What you are asked to do: The records below should be copied in full, exactly as shown.
*** Task input ***
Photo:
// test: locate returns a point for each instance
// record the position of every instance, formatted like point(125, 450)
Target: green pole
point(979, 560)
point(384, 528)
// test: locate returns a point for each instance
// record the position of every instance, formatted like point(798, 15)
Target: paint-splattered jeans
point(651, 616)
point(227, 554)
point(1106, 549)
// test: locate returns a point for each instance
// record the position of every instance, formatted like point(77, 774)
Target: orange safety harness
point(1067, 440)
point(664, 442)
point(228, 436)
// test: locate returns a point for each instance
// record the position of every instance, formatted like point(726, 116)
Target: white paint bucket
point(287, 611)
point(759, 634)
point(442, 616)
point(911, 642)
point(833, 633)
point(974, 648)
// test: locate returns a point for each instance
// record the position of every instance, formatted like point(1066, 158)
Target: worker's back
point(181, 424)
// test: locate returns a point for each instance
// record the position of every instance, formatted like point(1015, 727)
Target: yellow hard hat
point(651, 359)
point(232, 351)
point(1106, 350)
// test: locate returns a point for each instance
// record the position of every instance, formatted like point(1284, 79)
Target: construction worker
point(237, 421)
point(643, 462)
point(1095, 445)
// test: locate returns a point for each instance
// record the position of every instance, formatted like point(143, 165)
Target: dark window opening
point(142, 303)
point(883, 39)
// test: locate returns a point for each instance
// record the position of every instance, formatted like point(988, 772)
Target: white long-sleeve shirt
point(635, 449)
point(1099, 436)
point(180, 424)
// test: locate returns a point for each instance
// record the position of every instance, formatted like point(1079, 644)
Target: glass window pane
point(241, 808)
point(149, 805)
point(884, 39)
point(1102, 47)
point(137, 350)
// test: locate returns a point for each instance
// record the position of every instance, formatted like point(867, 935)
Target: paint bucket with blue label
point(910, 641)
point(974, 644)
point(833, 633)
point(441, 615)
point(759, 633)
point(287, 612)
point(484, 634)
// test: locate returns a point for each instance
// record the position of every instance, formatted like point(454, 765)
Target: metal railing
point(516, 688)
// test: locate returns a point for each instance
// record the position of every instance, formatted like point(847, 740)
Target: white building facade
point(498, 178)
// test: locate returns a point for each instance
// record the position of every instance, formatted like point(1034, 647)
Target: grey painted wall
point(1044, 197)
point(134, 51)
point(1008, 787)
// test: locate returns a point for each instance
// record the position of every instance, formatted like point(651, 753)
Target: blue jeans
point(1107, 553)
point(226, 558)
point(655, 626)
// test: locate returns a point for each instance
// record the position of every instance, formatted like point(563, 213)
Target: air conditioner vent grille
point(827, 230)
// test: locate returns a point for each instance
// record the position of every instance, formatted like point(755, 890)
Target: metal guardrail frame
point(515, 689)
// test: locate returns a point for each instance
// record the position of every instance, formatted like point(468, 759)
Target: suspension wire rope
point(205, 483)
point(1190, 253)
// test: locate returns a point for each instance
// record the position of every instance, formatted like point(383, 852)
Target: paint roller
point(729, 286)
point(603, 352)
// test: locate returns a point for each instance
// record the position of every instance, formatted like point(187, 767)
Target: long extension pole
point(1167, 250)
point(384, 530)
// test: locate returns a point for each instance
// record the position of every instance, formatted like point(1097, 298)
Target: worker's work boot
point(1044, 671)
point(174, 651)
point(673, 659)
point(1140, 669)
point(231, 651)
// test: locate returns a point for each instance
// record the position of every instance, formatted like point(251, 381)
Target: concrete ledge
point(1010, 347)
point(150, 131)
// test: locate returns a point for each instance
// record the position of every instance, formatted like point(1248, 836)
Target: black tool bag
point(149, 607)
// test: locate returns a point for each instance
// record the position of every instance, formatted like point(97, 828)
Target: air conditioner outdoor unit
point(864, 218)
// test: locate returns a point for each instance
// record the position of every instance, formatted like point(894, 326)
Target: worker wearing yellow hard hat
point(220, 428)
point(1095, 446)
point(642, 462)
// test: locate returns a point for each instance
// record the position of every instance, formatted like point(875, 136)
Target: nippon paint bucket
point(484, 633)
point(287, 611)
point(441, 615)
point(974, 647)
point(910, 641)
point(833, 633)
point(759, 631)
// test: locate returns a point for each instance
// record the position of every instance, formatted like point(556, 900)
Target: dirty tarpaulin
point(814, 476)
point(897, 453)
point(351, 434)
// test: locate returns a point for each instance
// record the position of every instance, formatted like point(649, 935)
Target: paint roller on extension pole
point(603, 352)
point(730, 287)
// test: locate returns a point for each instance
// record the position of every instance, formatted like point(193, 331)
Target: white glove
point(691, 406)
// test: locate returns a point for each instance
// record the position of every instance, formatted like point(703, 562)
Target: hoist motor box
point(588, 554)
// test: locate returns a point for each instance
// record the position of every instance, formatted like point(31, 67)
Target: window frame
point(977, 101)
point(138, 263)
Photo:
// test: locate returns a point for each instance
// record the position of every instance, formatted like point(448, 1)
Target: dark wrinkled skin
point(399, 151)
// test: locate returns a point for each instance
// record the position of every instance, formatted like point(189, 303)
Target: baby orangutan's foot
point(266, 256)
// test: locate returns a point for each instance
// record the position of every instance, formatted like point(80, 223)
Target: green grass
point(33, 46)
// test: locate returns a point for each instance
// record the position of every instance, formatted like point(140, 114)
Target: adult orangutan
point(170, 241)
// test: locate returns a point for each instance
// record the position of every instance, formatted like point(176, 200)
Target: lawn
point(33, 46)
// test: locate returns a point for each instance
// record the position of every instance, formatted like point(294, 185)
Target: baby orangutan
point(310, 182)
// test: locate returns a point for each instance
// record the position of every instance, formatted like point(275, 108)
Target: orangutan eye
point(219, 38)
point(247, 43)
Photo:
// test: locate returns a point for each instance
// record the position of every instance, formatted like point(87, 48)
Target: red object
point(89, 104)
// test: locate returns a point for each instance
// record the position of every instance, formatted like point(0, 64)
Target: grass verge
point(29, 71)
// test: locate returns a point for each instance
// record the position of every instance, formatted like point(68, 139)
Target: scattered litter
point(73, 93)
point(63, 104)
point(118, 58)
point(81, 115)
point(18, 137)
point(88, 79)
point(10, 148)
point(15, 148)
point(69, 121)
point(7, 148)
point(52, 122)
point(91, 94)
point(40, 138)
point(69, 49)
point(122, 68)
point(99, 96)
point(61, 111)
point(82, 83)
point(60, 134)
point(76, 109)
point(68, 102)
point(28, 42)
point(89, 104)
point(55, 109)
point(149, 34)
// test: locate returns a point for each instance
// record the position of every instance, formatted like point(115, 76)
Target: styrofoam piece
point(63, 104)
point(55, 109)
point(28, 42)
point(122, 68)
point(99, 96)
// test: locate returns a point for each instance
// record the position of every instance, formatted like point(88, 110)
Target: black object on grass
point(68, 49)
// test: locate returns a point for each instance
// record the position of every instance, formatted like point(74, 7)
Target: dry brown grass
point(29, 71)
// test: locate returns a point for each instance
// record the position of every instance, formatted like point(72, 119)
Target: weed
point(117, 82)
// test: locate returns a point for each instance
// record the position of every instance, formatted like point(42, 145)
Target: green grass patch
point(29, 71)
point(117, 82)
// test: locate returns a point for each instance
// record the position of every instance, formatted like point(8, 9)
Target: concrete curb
*** End of Task input ***
Task response:
Photo:
// test: locate returns a point for each instance
// record the position of every instance, formatted like point(125, 450)
Target: green pole
point(979, 560)
point(384, 528)
// test: locate returns a point for each instance
// record the position of every instance, formatted like point(798, 15)
Target: paint-splattered jeans
point(651, 616)
point(227, 554)
point(1106, 549)
// test: locate returns a point for each instance
// record the position of every instance, formatted like point(77, 774)
Target: orange safety harness
point(1067, 440)
point(664, 442)
point(228, 436)
// test: locate returns a point for each instance
// record the position of every instance, formatted like point(726, 116)
Target: white paint bucket
point(287, 611)
point(759, 634)
point(442, 616)
point(911, 642)
point(833, 633)
point(974, 648)
// test: locate returns a point for each instance
// record the position of every instance, formatted like point(1066, 158)
Target: worker's back
point(181, 424)
// test: locate returns a point for each instance
// record the position of every instance, formatted like point(1015, 727)
Target: yellow hard hat
point(651, 359)
point(232, 351)
point(1106, 350)
// test: locate returns a point for each instance
// record the position of every instance, formatted like point(1284, 79)
Target: construction worker
point(237, 421)
point(643, 462)
point(1095, 445)
// test: locate returns a point for each instance
// record the position of every instance, formatted like point(143, 165)
Target: dark window opening
point(142, 303)
point(883, 39)
// test: locate returns a point for each instance
// record the position of every instance, formatted like point(988, 772)
Target: white long-sleeve shirt
point(635, 449)
point(1099, 436)
point(180, 424)
// test: locate returns a point for each instance
// record the position of every instance, formatted like point(1079, 644)
Target: glass window pane
point(241, 808)
point(149, 805)
point(884, 39)
point(1102, 47)
point(137, 350)
// test: locate returns a point for each instance
// record the position of every instance, formatted like point(867, 935)
Target: paint bucket with blue label
point(910, 641)
point(974, 644)
point(833, 633)
point(441, 615)
point(759, 633)
point(287, 612)
point(484, 634)
// test: locate returns a point for each instance
// record the position of every instance, formatted like point(454, 765)
Target: metal railing
point(516, 688)
// test: locate returns a point for each instance
// record the position of every instance, formatted like point(847, 740)
Target: white building facade
point(498, 178)
// test: locate returns a point for each instance
// record the position of every instance, formatted like point(1034, 647)
Target: grey painted wall
point(1044, 197)
point(134, 51)
point(1008, 787)
// test: locate returns a point for each instance
// record the position of every instance, formatted like point(651, 753)
Target: blue jeans
point(1107, 553)
point(226, 558)
point(655, 626)
// test: locate returns a point for each instance
// record the position of every instance, formatted like point(563, 213)
Target: air conditioner vent grille
point(827, 230)
// test: locate returns a point for each instance
// record the position of every instance, formatted like point(755, 890)
Target: metal guardrail frame
point(515, 689)
// test: locate returns a point for each instance
// record the position of every instance, formatted like point(468, 759)
Target: suspension wire rope
point(205, 483)
point(1190, 253)
// test: locate returns a point for each instance
// record the position of every instance, formatted like point(383, 852)
Target: paint roller
point(729, 286)
point(603, 352)
// test: locate returns a point for each instance
// record the position of every instance, formatted like point(187, 767)
Target: long extension pole
point(1167, 250)
point(384, 530)
// test: locate returns a point for each instance
// record the position of every instance, formatted like point(1097, 298)
Target: worker's work boot
point(1044, 671)
point(174, 651)
point(673, 659)
point(1140, 669)
point(231, 651)
// test: locate returns a point for each instance
// record the position of every instance, formatted like point(251, 381)
Target: concrete ledge
point(1010, 347)
point(150, 131)
// test: locate returns a point for each instance
// record the position of every instance, formatted like point(1248, 836)
Target: black tool bag
point(149, 607)
// test: locate returns a point for each instance
// record the position of every instance, formatted like point(97, 828)
Target: air conditioner outdoor unit
point(864, 218)
// test: locate returns a point for each instance
// record the position of every instance, formatted like point(894, 326)
Target: worker wearing yellow hard hat
point(220, 428)
point(1095, 446)
point(642, 462)
// test: locate returns a point for each instance
// record the position of every instance, formatted like point(875, 136)
Target: nippon paint bucket
point(484, 633)
point(287, 611)
point(441, 615)
point(974, 647)
point(910, 641)
point(833, 633)
point(759, 631)
// test: locate returns a point for each instance
// record the position of every instance, formatted like point(556, 900)
Target: dirty tarpaulin
point(814, 476)
point(897, 453)
point(351, 434)
// test: locate returns a point for each instance
// record the position of every instance, formatted like point(649, 935)
Target: paint roller on extension pole
point(603, 352)
point(730, 287)
// test: locate returns a point for each instance
// record the position of every instance, formatted like point(193, 331)
Target: white glove
point(691, 406)
// test: locate returns a point for each instance
// record the position of every instance, formatted like point(703, 562)
Target: hoist motor box
point(588, 554)
// test: locate returns a point for each instance
// record the position of every instance, formatted like point(31, 67)
Target: window frame
point(977, 101)
point(138, 263)
Photo:
// test: locate returns a point for each instance
// record the position of every instance, formatted like point(448, 1)
Target: dark wrinkled skin
point(399, 151)
// test: locate returns a point for each instance
// record the position of every instance, formatted like point(189, 303)
Target: baby orangutan's foot
point(266, 256)
// test: locate returns a point for each instance
// record the position of every instance, formatted like point(80, 223)
Target: green grass
point(33, 46)
// test: locate returns a point for each instance
// record the position of every instance, formatted like point(140, 114)
Target: adult orangutan
point(170, 241)
// test: locate returns a point for each instance
// record the position of every instance, formatted like point(176, 200)
Target: lawn
point(33, 46)
// test: locate returns a point for each instance
// record the position of every instance, formatted like point(294, 185)
Target: baby orangutan
point(310, 182)
// test: locate returns a point for each instance
// record the position of every instance, formatted like point(275, 108)
Target: orangutan eye
point(219, 38)
point(247, 43)
Photo:
// test: locate returns a point for each instance
// record the position of every instance, formatted like point(87, 48)
Target: red object
point(89, 104)
// test: locate returns a point for each instance
// record the position of every instance, formatted like point(0, 64)
Target: grass verge
point(29, 71)
// test: locate returns a point for each instance
// record the position of every instance, formatted like point(68, 139)
Target: scattered litter
point(73, 93)
point(63, 104)
point(118, 58)
point(81, 115)
point(18, 137)
point(88, 79)
point(10, 148)
point(15, 148)
point(69, 121)
point(7, 148)
point(52, 122)
point(91, 94)
point(40, 138)
point(69, 49)
point(122, 68)
point(99, 96)
point(61, 111)
point(82, 83)
point(60, 134)
point(76, 109)
point(68, 102)
point(28, 42)
point(89, 104)
point(55, 109)
point(149, 34)
// test: locate returns a point for each instance
// record the position of every instance, formatted like point(115, 76)
Target: styrofoam piece
point(63, 104)
point(55, 109)
point(28, 42)
point(122, 68)
point(99, 96)
// test: locate returns a point for each instance
// record the position of every instance, formatted like point(88, 110)
Target: black object on grass
point(68, 49)
// test: locate returns a point for each instance
// record the position of every instance, formatted like point(74, 7)
Target: dry brown grass
point(29, 71)
// test: locate returns a point for each instance
// record the position of every instance, formatted like point(72, 119)
Target: weed
point(117, 82)
// test: locate returns a point for each instance
// record the position of every instance, formatted like point(42, 145)
Target: green grass patch
point(29, 71)
point(117, 82)
// test: locate returns a point for each instance
// record the position of every instance, formatted like point(8, 9)
Target: concrete curb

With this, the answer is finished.